* Supplied text *
Advice from sister-surrogate sages

Having lunch with two friends, both 16 years my senior, we were discussing relationships. They asked about my love life, always wanting an update on the soap opera of my dating situation. One had been married nearly 50 years, the other was a divorcée from a 30-year marriage. I often bounced my relationship dilemmas off them.

I shared I was torn between two really great guys, one of whom I’d been seeing for 5 weeks, the other for 3. Both were generous, affectionate, communicative, tender, intelligent, and successful. The 5-week one had also shown he was reliable, thoughtful about pleasing me, and emotionally mature, but I wasn’t physically drawn to him. He wasn’t unattractive; it was more his kiss and touch didn’t do it for me. The 3-week man also displayed some of the same positive characteristics, but since we hadn’t spent as much time together, the evidence was less apparent. But I got goose bumps with his touch and kiss. We definitely had chemistry.

I was wondering if it was right to keep seeing the 5-week guy since I didn’t have the same physical reaction to him. Was I being fair to him? Would I grow to get excited by his touch? Should I let him loose and focus on the one who got my blood boiling? Or should I continue to see both a bit longer and see if one emerged as the clear front runner?

wisdomMy two sages offered their input.

* Dataset records *
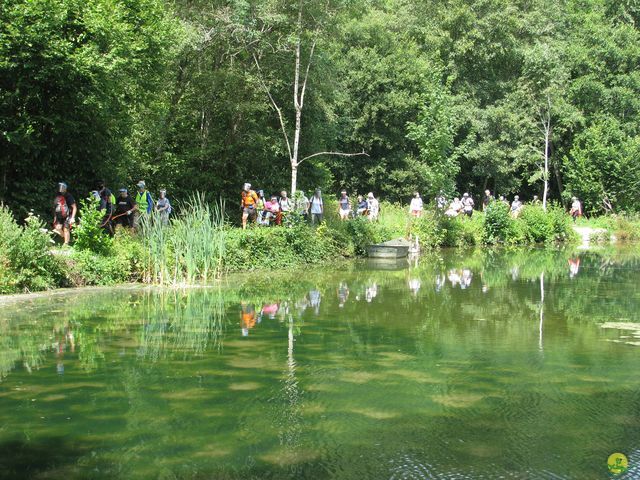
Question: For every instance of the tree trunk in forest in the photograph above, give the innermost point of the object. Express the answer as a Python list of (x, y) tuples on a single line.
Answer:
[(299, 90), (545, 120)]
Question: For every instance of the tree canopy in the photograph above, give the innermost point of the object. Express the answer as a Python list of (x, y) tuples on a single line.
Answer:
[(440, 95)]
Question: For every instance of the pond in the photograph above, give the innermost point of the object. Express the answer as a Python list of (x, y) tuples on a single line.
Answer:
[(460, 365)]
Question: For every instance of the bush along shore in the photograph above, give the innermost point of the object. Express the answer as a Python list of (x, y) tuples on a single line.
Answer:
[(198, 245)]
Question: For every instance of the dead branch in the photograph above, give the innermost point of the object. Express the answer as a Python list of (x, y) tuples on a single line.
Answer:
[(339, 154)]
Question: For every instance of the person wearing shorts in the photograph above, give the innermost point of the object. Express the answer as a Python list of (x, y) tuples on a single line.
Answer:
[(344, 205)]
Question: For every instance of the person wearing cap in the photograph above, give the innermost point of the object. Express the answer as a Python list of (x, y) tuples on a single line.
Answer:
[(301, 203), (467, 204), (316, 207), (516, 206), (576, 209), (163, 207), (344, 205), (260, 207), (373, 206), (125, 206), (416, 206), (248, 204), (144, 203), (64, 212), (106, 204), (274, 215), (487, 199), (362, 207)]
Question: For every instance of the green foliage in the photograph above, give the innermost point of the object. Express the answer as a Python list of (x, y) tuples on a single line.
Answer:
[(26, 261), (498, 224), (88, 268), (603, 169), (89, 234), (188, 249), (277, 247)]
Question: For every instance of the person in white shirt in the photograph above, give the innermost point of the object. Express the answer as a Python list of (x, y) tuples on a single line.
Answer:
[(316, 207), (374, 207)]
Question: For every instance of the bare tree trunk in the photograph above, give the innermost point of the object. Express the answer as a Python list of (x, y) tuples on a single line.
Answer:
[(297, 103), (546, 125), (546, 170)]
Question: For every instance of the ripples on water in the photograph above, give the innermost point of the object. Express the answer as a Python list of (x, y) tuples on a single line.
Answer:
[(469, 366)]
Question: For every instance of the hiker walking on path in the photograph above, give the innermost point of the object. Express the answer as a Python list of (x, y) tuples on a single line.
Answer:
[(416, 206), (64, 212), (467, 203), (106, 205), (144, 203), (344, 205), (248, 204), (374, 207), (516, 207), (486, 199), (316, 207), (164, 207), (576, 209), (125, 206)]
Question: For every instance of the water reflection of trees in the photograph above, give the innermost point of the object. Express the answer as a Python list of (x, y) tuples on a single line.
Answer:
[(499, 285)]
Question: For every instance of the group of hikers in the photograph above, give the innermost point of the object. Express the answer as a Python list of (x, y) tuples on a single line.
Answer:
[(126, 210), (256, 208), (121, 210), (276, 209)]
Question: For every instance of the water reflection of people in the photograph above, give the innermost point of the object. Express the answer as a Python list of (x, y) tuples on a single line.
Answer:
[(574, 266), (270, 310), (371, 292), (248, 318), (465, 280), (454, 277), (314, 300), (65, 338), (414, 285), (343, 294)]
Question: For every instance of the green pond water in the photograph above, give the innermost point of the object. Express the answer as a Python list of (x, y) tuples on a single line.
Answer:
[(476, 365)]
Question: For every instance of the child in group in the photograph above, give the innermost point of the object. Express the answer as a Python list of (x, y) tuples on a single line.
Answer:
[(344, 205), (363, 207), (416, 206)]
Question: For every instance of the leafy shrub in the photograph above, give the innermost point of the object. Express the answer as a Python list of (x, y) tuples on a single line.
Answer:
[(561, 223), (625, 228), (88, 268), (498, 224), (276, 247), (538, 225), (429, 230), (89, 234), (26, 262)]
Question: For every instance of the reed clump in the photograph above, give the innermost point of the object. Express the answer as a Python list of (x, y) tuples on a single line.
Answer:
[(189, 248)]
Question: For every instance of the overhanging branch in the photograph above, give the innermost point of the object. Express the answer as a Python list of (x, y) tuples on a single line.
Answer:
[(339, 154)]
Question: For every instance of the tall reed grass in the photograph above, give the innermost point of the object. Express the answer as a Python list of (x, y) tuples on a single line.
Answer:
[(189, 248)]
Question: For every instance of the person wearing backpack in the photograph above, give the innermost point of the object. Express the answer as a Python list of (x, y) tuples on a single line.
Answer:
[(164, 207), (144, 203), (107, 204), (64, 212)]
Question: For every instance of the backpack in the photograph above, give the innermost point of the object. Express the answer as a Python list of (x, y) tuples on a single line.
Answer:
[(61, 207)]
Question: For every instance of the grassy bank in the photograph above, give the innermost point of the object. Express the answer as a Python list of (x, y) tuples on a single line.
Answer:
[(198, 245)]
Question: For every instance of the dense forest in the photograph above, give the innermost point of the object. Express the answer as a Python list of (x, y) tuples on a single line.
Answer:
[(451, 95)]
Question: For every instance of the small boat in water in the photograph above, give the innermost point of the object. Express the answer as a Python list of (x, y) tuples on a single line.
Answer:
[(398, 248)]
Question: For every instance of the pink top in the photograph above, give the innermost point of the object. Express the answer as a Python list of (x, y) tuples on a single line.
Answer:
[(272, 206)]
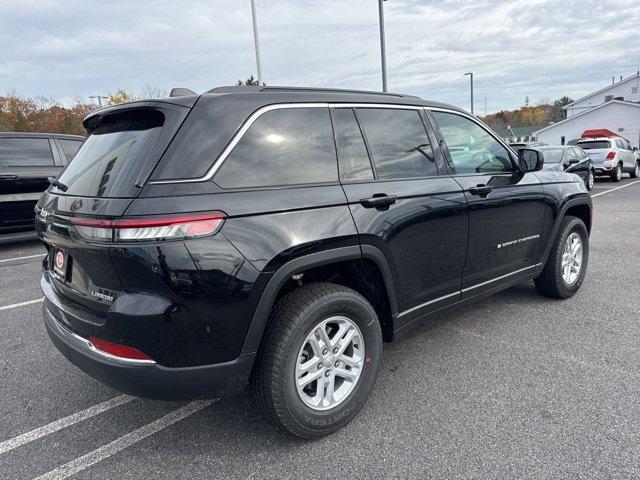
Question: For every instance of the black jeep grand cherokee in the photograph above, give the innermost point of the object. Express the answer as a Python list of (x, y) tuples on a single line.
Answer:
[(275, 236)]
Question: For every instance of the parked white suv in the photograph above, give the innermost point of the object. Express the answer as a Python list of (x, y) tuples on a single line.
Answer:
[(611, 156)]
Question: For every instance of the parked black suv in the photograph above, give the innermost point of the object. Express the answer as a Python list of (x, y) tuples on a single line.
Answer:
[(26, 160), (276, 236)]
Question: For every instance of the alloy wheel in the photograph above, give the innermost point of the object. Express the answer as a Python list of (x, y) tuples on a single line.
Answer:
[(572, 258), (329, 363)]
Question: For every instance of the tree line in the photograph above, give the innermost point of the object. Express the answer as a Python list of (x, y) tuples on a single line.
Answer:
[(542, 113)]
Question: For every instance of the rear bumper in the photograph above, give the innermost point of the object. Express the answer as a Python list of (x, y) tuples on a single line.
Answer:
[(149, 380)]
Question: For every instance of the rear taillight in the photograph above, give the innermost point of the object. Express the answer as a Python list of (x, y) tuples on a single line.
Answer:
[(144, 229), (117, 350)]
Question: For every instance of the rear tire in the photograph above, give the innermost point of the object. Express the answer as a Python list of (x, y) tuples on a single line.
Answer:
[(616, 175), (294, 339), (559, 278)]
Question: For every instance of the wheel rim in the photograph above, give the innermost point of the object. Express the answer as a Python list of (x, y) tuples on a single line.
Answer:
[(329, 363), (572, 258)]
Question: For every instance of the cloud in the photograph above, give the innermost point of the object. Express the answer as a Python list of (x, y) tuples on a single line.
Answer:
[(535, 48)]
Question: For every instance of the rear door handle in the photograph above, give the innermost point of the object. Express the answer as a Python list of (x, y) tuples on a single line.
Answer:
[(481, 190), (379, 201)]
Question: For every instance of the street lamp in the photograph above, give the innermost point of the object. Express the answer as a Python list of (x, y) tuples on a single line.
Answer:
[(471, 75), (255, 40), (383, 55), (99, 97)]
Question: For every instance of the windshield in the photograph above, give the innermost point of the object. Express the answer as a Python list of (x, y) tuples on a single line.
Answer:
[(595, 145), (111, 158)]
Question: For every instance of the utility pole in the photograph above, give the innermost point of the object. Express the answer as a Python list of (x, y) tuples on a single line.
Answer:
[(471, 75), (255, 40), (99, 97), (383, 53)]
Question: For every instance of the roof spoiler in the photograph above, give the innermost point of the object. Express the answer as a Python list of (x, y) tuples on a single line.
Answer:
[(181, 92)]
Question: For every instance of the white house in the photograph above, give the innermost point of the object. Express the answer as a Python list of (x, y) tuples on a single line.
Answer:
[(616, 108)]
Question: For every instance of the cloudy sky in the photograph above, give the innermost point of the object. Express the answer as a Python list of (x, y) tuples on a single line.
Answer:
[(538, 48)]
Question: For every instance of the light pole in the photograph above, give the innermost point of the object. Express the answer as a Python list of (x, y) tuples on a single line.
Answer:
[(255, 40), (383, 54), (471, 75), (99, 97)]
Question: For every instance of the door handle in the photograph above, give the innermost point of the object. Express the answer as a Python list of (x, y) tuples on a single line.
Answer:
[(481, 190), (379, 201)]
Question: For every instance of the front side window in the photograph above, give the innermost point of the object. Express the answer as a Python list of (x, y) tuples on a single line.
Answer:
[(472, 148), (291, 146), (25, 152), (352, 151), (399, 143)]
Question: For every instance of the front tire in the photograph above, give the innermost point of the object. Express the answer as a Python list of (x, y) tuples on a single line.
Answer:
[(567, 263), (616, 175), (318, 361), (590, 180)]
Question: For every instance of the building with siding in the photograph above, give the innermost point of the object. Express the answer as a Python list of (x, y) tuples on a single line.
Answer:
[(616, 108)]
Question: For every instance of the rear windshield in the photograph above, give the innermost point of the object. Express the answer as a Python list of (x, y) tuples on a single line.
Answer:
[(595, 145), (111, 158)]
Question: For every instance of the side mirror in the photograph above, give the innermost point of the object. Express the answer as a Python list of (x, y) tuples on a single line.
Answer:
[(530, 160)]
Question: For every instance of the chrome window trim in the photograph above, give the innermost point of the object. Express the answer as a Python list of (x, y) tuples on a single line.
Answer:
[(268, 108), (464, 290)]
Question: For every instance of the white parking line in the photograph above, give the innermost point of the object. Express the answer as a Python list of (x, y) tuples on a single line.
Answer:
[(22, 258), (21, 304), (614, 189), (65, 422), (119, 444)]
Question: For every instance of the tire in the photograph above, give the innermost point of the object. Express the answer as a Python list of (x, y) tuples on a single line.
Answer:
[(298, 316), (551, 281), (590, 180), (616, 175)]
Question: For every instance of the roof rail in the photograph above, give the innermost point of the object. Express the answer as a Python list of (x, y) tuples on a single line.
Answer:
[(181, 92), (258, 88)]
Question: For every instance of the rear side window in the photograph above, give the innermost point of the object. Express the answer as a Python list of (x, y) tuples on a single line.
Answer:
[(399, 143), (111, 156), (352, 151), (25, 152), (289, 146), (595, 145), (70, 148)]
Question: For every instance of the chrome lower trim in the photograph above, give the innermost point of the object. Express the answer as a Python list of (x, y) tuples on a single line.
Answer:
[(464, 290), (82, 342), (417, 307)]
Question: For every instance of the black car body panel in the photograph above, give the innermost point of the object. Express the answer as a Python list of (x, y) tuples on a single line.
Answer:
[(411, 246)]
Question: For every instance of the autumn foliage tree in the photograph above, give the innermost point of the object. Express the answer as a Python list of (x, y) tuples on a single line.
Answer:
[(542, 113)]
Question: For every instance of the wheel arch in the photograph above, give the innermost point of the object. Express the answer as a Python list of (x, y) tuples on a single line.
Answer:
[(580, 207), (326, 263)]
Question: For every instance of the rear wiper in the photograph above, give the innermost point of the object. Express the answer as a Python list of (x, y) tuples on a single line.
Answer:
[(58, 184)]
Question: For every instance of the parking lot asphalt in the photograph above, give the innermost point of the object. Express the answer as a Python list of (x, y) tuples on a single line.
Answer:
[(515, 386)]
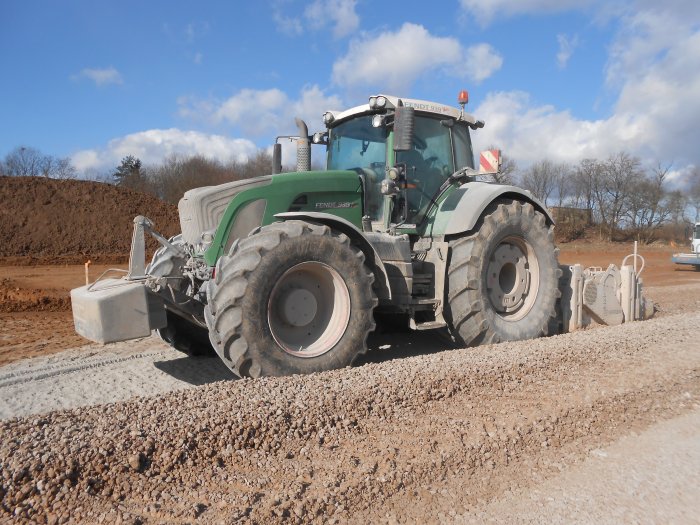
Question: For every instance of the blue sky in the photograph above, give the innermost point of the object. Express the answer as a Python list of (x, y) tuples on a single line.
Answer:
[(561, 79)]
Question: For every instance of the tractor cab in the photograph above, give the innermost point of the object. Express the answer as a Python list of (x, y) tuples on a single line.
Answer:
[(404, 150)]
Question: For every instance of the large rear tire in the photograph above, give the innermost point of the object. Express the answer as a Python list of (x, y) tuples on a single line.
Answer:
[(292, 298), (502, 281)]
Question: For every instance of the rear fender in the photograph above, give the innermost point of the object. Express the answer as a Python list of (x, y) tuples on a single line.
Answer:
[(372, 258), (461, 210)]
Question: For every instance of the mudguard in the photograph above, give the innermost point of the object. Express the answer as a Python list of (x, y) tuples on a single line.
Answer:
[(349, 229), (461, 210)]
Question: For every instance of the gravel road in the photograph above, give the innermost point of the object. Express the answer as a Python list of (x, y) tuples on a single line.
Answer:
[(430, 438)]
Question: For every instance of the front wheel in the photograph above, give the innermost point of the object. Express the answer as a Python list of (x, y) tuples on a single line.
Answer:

* Instructions to follow *
In the text about dating advice from two older friends, name every quality the writer says both men had.

* Written solution *
generous, affectionate, communicative, tender, intelligent, successful